Dataset extract
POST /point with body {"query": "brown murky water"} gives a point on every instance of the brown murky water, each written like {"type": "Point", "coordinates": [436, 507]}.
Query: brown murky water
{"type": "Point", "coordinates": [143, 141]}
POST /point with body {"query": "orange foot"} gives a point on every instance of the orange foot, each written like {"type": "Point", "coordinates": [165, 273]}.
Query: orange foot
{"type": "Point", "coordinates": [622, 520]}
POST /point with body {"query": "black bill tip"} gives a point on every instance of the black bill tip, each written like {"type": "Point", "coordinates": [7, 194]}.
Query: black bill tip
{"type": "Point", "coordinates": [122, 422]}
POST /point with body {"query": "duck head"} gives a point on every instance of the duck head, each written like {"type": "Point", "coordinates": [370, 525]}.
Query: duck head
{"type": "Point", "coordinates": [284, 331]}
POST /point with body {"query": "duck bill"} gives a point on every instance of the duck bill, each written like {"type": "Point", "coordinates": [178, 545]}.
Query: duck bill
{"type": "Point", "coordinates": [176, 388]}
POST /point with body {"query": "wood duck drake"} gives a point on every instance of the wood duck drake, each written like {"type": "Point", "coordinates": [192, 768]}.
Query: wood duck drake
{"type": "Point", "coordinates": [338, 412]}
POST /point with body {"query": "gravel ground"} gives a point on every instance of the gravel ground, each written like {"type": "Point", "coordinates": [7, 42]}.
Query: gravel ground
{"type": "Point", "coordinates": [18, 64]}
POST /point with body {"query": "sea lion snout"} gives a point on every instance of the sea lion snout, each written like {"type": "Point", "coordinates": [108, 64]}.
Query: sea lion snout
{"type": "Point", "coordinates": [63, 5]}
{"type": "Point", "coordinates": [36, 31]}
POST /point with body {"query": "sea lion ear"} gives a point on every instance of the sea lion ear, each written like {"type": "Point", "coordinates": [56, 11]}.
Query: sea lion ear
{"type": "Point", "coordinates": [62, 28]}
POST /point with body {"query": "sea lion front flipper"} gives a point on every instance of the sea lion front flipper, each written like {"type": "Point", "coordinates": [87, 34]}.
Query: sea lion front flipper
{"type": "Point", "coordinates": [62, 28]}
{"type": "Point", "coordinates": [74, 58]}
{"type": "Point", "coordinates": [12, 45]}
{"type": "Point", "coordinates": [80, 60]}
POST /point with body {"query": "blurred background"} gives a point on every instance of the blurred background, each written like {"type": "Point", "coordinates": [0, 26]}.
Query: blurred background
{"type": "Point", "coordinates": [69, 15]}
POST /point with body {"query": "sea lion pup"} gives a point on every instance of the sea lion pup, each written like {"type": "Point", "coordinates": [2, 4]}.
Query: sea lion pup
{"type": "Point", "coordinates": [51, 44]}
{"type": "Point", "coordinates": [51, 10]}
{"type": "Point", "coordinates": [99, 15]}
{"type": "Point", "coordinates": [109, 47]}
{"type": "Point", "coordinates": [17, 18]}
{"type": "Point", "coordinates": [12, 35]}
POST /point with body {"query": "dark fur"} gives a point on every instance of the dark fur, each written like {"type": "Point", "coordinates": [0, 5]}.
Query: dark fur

What is needed
Reproduce, exactly as they stand in the data above, the lines from the one that holds "Query: sea lion ear" to the one that holds "front flipper, each", inclusive.

Written solution
Query: sea lion ear
{"type": "Point", "coordinates": [62, 28]}
POST /point with body {"query": "sea lion front flipper"} gives a point on every instance of the sea lion front flipper, each written like {"type": "Point", "coordinates": [87, 34]}.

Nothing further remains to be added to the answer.